┏━━

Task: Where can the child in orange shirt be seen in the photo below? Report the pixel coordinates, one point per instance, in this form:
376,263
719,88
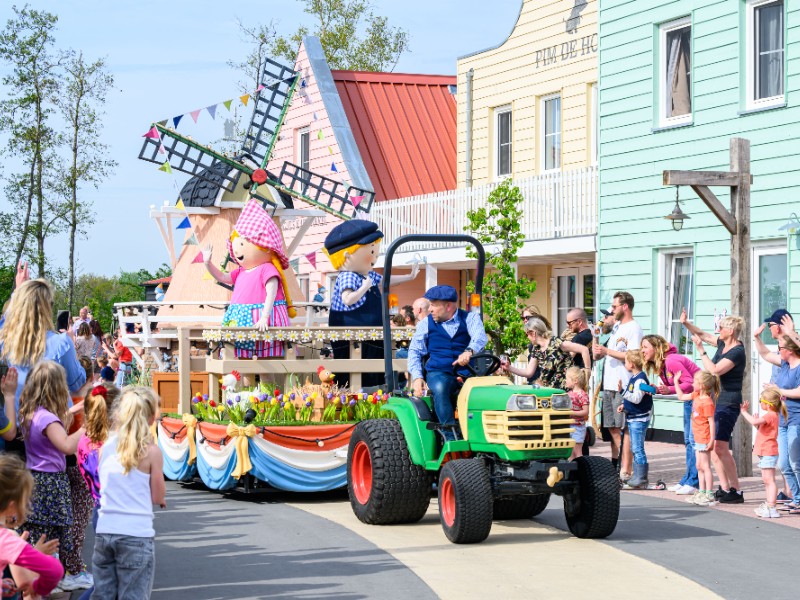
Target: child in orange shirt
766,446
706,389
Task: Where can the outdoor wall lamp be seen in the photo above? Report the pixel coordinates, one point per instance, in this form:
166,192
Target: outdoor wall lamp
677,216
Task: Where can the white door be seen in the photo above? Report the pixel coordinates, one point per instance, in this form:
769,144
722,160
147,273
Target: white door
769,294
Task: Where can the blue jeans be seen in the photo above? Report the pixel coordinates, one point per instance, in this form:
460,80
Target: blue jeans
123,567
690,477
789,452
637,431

┗━━
┏━━

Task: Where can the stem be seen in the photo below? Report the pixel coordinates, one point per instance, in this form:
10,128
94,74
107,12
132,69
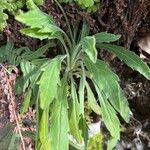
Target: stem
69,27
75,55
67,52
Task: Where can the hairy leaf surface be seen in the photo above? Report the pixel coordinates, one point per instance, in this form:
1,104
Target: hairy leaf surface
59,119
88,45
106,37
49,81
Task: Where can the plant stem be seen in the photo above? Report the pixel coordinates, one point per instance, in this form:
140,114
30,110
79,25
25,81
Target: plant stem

┗━━
┏━━

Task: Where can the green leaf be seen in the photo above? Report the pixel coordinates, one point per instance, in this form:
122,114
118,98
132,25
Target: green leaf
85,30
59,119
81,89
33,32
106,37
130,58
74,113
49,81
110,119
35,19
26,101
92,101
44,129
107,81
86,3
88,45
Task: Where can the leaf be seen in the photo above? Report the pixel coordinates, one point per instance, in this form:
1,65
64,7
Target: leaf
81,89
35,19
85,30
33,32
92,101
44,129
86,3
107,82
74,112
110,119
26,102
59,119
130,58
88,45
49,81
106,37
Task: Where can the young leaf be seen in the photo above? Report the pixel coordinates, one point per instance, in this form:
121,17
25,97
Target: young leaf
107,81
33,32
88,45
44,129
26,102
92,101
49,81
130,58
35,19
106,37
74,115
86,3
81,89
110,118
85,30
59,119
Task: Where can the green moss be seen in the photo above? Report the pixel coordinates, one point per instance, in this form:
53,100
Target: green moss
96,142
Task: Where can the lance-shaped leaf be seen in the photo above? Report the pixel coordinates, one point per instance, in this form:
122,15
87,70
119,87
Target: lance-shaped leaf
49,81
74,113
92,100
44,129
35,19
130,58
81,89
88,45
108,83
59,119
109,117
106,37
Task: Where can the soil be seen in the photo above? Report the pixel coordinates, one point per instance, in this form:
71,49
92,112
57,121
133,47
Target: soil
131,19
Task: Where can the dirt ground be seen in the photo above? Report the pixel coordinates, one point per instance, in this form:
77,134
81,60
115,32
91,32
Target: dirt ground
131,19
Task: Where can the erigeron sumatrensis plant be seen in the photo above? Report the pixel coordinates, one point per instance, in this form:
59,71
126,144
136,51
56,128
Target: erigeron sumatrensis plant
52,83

┗━━

Aim of the exercise = Starting from the data above, filter for lines with "below" and copy each one.

Solution for this task =
Task: Where can the child in orange shirt be seen in the photo below? Report the pixel coordinates, one point per instance, in this form:
Task: Where can the stem be seen in the photo below? Report the pixel coordinates, one point per instance, in this form:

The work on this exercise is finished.